▶ _Activity_
The expected answer is the data below, retyped exactly.

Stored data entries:

********

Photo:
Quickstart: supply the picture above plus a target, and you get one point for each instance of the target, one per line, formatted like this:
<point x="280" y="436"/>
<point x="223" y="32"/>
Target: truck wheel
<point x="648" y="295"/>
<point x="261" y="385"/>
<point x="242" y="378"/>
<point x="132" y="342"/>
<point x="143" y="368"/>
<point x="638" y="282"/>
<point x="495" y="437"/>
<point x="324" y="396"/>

********

▶ _Expected answer_
Photo:
Quickstart: supply the picture above plus a target, and you get one point for each instance of the target, one per line, formatted like this:
<point x="280" y="436"/>
<point x="223" y="32"/>
Target: truck wheel
<point x="648" y="295"/>
<point x="261" y="385"/>
<point x="242" y="378"/>
<point x="132" y="342"/>
<point x="143" y="368"/>
<point x="638" y="282"/>
<point x="495" y="437"/>
<point x="324" y="396"/>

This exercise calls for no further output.